▶ **Task description**: Please give nothing except the number of lines in the records below that include the word "form".

▶ **Records from a dataset**:
◆ ◆ ◆

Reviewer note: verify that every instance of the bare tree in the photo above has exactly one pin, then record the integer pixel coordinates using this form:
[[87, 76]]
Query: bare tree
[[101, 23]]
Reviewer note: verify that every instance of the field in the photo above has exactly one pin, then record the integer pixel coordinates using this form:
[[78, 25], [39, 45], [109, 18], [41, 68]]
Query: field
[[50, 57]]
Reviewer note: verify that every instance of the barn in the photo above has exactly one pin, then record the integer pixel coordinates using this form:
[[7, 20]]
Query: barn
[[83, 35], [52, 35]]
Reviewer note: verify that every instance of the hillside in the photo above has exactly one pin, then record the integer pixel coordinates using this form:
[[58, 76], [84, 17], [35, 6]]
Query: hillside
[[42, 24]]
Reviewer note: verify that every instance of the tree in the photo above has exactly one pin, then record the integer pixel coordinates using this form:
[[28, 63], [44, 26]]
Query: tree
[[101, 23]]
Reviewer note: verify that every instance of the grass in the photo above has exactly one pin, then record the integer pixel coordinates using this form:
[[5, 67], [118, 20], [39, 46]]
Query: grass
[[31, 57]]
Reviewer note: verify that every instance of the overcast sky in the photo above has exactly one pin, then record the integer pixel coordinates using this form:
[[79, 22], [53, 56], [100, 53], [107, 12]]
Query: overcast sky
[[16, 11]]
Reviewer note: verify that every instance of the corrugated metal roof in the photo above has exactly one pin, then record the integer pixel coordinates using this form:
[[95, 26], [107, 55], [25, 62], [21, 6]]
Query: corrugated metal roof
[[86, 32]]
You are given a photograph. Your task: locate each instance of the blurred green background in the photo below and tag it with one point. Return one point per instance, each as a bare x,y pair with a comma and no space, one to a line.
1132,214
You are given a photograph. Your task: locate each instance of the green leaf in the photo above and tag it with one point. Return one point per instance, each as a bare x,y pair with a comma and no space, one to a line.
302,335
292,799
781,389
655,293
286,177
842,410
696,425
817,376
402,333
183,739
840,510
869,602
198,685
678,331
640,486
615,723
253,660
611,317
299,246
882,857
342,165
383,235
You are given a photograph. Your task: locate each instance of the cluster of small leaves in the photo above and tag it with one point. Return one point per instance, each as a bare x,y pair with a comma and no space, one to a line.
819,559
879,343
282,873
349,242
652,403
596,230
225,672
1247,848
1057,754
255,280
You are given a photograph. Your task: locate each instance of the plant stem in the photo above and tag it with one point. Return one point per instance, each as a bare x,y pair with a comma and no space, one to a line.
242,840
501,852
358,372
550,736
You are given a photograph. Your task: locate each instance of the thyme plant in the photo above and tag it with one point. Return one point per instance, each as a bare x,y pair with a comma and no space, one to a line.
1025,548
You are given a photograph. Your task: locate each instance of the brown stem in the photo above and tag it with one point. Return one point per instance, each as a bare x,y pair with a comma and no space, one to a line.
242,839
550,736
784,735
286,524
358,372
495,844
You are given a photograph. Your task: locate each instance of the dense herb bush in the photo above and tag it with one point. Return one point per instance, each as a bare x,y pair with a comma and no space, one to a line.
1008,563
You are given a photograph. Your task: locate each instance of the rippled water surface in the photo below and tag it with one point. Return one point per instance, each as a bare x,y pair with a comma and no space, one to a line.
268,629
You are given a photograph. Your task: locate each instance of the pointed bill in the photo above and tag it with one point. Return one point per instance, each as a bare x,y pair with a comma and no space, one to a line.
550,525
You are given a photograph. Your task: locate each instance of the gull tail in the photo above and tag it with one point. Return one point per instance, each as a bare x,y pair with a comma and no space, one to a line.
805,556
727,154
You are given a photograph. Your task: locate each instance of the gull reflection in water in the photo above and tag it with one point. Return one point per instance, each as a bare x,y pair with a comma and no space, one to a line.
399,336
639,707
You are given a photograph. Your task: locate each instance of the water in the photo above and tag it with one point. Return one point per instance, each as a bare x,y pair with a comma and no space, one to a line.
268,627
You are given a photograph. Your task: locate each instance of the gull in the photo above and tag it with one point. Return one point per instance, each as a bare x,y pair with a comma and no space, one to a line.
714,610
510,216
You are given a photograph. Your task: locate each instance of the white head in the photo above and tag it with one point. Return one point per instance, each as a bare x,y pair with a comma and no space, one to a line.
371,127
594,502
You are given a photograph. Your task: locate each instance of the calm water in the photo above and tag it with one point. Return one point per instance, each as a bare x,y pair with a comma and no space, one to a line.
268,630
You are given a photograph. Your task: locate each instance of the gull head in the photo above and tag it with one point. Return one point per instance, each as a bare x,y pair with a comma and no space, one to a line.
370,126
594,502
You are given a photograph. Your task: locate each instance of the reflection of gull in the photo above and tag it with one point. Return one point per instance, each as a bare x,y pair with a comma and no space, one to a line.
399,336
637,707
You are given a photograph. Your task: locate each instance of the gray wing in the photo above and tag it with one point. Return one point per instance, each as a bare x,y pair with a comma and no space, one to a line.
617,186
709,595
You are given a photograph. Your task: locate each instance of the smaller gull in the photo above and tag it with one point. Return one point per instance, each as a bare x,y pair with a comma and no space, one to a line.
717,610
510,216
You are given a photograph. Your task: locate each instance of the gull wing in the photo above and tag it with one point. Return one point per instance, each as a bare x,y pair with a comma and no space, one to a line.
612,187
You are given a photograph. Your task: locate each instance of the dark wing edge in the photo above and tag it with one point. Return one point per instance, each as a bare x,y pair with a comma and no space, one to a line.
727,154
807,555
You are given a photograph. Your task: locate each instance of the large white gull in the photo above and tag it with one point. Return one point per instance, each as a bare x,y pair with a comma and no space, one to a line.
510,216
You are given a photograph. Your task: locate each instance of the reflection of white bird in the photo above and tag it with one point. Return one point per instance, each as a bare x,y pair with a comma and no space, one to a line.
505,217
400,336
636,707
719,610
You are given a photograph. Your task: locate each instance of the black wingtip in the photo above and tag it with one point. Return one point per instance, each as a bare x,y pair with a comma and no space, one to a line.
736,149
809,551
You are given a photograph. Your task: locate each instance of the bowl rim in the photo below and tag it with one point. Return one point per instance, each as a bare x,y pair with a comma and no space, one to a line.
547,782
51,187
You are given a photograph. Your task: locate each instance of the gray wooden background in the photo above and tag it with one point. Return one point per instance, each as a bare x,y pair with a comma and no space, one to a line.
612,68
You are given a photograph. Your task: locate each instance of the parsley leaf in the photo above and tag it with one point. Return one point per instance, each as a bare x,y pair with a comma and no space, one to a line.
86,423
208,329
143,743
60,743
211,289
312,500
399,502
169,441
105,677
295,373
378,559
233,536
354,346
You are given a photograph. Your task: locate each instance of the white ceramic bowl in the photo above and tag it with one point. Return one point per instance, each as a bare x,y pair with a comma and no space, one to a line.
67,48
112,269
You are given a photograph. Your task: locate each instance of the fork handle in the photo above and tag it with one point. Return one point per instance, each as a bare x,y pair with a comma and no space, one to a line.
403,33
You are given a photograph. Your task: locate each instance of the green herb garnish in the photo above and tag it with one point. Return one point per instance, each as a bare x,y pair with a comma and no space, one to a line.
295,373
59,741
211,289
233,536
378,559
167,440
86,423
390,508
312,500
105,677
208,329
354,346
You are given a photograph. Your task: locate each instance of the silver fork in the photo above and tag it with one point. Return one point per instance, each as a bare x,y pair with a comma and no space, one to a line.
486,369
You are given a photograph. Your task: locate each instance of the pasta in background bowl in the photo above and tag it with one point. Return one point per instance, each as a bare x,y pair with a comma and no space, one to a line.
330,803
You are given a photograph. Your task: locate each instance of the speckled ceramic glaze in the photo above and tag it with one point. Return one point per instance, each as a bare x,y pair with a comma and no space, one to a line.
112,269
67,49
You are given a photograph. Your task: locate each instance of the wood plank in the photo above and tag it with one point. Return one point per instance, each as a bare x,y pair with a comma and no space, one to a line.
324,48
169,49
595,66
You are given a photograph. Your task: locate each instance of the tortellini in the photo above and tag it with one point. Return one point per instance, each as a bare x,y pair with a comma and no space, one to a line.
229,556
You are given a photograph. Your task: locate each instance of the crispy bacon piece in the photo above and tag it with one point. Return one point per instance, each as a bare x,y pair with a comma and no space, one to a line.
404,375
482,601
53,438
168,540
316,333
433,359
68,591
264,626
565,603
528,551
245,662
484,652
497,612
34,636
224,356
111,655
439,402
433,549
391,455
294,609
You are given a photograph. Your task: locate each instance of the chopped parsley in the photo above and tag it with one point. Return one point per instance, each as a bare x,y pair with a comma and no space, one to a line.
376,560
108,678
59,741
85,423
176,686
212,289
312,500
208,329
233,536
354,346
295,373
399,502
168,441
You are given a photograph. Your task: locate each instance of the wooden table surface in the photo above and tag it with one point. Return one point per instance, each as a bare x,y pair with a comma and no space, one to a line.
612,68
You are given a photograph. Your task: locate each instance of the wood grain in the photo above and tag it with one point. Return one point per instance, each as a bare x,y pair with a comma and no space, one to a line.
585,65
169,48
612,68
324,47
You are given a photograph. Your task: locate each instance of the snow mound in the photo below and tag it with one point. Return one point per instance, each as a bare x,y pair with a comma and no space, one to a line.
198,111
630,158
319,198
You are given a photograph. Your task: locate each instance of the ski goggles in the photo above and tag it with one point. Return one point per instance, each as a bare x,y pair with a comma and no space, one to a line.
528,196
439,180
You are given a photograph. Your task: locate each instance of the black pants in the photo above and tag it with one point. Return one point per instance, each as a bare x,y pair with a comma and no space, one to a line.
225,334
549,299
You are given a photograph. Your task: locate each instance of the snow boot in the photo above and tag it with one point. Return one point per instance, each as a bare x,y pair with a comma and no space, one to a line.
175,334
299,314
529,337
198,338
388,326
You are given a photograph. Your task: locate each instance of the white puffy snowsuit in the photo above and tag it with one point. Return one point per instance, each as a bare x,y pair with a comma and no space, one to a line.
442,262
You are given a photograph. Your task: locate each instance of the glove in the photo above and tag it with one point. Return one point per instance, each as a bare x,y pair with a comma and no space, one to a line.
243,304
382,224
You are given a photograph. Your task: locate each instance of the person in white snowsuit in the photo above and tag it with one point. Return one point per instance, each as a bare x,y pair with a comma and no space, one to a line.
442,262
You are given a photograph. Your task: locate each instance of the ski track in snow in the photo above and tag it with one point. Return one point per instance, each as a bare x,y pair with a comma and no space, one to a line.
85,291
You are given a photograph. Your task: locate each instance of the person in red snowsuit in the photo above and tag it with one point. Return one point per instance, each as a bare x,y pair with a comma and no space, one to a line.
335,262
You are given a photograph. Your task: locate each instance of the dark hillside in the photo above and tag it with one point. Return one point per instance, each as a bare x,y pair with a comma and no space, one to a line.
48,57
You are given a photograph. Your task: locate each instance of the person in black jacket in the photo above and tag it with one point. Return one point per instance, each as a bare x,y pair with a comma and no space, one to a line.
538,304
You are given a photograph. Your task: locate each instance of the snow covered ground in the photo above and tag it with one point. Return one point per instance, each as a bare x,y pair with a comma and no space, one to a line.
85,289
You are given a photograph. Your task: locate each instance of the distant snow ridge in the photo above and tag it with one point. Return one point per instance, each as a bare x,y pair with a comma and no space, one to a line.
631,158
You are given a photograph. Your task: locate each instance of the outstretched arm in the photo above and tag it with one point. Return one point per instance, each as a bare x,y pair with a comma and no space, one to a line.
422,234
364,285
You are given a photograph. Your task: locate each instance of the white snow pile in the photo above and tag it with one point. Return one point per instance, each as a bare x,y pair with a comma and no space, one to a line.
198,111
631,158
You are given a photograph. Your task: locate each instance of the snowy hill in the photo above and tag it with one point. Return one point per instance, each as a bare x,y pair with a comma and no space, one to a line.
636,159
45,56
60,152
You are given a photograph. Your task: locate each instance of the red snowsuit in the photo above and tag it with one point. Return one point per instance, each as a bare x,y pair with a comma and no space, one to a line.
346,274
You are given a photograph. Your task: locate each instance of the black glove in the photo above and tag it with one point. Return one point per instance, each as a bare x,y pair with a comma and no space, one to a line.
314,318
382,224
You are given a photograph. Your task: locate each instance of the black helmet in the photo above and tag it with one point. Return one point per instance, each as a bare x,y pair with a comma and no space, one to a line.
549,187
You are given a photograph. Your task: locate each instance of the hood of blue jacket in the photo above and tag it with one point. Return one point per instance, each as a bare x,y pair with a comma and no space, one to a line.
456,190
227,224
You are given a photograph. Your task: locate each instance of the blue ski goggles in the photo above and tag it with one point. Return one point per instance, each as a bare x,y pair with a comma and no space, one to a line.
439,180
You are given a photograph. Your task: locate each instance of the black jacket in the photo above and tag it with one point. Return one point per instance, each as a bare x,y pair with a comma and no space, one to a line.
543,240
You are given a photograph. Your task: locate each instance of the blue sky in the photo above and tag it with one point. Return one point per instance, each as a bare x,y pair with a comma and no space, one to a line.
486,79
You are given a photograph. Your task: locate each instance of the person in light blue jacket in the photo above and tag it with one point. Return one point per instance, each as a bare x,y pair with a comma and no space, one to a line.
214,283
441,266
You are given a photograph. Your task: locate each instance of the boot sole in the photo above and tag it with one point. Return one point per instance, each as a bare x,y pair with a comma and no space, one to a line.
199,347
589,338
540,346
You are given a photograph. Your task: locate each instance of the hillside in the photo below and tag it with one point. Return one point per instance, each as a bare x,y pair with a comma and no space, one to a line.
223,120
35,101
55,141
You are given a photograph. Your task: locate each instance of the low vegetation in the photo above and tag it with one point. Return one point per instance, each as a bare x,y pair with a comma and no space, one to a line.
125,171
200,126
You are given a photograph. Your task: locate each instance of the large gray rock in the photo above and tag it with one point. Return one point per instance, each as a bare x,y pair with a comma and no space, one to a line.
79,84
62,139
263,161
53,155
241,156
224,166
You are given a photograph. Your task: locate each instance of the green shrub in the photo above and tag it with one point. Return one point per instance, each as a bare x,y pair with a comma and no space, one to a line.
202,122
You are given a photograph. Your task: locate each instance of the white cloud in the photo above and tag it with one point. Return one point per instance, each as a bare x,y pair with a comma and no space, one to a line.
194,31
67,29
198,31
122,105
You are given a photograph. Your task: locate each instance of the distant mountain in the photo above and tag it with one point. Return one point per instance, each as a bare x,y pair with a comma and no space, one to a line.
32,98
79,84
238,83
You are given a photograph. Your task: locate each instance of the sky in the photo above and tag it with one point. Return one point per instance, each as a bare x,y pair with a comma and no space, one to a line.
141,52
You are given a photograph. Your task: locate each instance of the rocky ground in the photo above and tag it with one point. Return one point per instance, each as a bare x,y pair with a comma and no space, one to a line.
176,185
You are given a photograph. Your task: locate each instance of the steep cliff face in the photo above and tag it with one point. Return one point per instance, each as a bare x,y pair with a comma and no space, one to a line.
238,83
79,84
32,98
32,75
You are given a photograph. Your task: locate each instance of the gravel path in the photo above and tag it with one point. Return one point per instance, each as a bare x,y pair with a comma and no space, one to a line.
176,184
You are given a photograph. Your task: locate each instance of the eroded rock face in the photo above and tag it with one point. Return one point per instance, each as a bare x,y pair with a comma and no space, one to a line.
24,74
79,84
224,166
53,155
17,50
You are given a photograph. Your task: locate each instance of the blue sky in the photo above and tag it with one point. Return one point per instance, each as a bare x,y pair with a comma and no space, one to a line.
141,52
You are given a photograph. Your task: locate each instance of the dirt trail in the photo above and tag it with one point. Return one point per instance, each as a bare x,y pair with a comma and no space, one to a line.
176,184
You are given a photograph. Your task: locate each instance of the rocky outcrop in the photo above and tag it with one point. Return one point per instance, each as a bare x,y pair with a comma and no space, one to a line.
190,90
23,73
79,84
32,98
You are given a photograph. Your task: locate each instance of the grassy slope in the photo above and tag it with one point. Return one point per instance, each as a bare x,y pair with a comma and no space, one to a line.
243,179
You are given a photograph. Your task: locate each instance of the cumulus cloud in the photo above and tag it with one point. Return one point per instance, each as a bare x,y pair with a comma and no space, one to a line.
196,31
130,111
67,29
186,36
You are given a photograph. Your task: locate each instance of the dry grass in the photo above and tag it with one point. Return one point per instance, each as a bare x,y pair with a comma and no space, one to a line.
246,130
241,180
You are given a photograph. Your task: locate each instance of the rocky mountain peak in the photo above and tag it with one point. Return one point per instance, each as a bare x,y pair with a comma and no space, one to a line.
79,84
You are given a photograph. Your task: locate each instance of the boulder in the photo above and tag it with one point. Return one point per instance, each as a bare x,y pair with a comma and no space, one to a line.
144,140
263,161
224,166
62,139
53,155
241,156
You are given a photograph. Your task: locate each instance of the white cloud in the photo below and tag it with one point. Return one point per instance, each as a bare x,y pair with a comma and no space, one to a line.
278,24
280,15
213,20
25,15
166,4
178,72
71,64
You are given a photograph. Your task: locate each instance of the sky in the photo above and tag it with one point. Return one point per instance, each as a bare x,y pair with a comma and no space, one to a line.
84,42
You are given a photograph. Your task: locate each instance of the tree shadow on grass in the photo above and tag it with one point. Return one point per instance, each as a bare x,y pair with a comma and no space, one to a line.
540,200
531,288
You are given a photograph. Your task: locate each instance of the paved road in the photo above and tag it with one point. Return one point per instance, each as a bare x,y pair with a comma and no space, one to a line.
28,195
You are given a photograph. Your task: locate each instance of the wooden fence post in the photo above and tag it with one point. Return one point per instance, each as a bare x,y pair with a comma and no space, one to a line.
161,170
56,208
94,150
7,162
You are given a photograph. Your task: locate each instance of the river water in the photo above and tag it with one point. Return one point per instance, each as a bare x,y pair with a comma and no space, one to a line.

◆ ◆ ◆

▶ **Expected answer**: 8